**WHAT YOU WILL DO**:
Lines holding the string "person" are the ones to copy from this listing.
>>>>
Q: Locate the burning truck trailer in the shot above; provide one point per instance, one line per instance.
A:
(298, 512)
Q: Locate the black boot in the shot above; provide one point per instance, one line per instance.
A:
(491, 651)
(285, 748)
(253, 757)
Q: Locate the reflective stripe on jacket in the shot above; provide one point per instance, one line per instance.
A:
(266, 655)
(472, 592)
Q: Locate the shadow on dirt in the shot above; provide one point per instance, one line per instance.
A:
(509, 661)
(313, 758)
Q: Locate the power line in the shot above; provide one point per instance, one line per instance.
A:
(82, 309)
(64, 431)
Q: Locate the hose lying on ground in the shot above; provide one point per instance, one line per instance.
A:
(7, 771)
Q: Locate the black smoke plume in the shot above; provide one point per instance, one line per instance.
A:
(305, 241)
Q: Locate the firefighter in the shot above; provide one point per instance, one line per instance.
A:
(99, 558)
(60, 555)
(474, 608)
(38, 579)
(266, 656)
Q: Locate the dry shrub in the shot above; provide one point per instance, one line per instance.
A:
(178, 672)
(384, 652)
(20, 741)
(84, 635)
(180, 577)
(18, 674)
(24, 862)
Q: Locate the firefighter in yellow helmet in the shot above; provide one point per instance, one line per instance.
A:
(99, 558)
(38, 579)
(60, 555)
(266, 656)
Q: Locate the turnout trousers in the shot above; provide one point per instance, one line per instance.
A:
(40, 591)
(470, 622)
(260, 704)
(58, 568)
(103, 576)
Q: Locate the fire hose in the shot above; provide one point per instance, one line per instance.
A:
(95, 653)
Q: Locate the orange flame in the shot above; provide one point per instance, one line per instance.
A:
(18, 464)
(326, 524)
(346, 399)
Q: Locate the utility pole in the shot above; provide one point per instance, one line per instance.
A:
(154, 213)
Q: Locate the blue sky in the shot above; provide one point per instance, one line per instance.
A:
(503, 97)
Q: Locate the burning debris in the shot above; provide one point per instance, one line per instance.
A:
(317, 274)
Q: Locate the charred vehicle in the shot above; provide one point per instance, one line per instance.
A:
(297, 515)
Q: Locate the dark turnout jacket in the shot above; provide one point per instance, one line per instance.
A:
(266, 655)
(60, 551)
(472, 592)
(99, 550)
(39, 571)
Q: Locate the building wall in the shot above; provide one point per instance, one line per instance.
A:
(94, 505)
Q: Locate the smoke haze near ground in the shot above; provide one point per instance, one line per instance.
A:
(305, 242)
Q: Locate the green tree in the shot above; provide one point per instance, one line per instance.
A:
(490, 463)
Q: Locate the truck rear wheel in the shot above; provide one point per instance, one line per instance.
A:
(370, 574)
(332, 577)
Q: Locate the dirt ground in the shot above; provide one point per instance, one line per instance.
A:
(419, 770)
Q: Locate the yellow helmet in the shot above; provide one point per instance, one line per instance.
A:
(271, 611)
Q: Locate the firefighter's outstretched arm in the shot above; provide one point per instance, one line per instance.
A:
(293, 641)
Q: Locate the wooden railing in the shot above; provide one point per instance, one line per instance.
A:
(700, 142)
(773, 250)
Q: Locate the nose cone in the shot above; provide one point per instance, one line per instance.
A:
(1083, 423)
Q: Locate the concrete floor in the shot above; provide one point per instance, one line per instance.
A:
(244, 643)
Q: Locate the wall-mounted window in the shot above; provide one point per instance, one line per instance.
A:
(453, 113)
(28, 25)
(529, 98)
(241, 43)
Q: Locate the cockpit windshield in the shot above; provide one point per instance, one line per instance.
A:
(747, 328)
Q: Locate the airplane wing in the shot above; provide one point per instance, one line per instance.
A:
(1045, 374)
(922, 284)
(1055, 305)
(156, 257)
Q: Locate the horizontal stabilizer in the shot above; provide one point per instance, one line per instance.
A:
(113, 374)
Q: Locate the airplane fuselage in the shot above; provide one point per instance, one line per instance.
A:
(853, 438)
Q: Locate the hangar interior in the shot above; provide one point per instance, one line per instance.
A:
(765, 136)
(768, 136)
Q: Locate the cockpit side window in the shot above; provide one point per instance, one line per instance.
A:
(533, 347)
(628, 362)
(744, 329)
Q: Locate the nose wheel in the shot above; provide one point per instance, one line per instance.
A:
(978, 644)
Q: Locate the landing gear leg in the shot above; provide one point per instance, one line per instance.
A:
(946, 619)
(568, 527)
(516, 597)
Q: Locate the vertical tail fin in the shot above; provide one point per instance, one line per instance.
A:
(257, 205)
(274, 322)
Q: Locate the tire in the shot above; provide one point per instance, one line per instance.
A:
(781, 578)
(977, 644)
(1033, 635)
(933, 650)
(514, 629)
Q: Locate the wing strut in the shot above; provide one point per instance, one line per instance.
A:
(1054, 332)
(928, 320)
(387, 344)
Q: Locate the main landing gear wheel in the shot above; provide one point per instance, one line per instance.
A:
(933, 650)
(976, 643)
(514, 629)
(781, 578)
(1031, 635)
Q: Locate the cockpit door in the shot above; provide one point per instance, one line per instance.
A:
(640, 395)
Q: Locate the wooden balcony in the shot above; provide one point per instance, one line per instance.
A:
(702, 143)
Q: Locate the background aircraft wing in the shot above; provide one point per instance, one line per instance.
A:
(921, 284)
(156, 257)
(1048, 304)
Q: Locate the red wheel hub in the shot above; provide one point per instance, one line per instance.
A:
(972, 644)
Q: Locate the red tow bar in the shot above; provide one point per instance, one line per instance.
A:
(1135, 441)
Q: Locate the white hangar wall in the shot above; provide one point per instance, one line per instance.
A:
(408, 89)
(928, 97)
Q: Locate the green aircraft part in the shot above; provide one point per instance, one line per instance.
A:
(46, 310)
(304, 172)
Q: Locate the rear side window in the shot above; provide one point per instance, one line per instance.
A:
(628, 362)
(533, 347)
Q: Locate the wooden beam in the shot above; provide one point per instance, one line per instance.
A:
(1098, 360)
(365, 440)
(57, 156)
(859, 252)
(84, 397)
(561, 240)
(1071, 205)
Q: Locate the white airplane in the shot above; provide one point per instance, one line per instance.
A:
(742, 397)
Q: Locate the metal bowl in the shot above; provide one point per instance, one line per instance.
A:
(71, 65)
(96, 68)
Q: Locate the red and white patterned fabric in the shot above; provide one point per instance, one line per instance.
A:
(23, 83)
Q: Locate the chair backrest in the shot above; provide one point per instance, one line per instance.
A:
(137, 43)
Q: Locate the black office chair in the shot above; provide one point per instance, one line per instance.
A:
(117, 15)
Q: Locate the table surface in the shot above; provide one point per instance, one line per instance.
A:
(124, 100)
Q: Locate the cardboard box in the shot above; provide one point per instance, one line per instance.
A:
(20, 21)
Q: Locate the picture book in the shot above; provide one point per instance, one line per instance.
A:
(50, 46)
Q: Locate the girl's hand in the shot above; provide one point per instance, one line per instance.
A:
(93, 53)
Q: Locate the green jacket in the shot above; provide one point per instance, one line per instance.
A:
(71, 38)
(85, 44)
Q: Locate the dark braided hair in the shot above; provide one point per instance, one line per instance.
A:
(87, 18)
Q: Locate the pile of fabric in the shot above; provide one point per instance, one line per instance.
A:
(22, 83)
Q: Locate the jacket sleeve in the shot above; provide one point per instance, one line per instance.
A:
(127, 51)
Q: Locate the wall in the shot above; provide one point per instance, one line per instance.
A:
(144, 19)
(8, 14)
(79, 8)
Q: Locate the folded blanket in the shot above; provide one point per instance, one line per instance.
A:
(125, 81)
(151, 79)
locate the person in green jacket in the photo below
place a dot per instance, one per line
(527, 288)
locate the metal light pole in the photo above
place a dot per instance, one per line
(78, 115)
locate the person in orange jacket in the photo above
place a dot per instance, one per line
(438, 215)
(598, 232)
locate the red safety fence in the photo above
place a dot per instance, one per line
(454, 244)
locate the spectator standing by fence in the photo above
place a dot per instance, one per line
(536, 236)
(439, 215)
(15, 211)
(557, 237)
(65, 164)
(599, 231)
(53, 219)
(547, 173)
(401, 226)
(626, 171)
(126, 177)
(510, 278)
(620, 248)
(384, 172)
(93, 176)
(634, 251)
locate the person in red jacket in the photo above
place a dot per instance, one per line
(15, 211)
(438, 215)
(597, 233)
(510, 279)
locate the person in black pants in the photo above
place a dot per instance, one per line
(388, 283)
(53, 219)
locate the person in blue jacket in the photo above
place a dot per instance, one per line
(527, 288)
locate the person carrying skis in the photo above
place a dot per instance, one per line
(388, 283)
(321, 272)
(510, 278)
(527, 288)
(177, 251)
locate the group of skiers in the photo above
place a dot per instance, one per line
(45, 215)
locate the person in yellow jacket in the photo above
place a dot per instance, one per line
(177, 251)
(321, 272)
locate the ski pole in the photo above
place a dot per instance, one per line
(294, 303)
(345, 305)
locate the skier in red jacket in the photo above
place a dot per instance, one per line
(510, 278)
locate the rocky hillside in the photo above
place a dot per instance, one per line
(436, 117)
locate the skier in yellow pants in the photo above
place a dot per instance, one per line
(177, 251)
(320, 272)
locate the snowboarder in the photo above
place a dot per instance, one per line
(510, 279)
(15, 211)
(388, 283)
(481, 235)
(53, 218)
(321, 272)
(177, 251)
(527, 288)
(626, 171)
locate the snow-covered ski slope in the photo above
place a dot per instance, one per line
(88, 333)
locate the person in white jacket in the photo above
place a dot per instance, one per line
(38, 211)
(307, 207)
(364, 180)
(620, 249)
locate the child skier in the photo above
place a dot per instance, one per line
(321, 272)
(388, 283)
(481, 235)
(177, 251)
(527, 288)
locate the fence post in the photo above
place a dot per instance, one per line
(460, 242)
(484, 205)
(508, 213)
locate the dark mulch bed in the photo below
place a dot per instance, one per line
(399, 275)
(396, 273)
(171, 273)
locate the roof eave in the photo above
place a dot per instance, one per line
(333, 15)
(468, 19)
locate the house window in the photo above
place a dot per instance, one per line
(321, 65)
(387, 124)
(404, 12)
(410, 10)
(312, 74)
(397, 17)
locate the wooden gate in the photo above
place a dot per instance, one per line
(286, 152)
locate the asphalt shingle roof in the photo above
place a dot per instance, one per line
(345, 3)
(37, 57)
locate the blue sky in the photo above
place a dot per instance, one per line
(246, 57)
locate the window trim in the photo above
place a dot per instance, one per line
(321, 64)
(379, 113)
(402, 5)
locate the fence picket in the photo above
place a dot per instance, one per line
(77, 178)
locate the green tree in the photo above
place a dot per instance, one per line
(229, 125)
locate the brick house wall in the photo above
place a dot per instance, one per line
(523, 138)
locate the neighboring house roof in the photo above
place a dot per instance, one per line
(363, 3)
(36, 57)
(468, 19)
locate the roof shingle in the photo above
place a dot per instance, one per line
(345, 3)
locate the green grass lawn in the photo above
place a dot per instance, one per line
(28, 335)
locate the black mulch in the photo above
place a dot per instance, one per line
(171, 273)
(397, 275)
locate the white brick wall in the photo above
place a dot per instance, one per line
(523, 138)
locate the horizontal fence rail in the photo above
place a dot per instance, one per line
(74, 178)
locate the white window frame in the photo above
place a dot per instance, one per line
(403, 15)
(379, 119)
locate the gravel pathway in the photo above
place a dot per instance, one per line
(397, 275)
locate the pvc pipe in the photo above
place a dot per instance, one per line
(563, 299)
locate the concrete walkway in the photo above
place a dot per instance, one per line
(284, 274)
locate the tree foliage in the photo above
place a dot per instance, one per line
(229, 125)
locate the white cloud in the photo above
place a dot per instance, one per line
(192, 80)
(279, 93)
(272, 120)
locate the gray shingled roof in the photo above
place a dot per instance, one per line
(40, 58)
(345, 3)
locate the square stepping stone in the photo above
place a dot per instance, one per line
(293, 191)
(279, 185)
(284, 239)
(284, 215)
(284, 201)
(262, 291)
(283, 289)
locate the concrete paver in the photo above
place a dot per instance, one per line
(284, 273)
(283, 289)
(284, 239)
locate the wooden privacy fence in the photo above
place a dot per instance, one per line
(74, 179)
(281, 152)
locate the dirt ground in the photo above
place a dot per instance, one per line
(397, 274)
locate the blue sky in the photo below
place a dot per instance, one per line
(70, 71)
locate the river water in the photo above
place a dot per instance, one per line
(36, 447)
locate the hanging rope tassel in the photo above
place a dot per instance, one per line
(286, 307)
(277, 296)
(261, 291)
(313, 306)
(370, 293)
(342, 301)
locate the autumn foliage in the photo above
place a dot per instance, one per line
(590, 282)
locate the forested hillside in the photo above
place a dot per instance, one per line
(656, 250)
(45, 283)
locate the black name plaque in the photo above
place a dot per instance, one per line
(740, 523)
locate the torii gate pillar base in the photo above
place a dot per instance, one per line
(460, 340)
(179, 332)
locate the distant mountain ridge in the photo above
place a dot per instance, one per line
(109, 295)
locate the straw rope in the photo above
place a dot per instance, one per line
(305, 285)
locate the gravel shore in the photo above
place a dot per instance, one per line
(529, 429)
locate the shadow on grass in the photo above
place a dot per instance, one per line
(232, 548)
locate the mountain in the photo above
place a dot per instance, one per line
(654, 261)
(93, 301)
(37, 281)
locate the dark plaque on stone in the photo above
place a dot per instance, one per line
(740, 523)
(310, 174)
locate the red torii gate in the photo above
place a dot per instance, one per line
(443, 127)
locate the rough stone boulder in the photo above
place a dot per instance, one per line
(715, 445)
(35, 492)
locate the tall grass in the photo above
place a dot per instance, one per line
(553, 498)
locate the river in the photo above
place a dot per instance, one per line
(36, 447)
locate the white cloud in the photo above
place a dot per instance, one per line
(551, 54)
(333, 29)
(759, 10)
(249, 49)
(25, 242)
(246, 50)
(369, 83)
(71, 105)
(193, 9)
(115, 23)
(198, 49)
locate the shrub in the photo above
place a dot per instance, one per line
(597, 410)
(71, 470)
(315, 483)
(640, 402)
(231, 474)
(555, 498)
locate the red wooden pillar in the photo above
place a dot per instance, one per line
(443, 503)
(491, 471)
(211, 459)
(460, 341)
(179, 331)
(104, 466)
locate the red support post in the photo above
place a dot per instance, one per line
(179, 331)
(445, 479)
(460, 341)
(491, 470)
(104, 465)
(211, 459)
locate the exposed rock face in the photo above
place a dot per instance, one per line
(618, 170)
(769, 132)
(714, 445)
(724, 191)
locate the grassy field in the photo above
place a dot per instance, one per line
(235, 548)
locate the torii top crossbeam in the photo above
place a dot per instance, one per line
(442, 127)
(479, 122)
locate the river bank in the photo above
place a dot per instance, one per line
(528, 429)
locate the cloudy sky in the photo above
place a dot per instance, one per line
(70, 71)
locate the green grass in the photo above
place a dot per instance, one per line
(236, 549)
<<<<
**ANSWER**:
locate the person in green jacket in the photo below
locate the person in orange jacket in the photo above
locate the person in red jacket in the photo above
locate the person in black pants in the photo above
locate the person in blue jacket in the photo above
locate the person carrying skis in the photo above
locate the person in yellow jacket in the photo above
locate the person in white jacket in the photo above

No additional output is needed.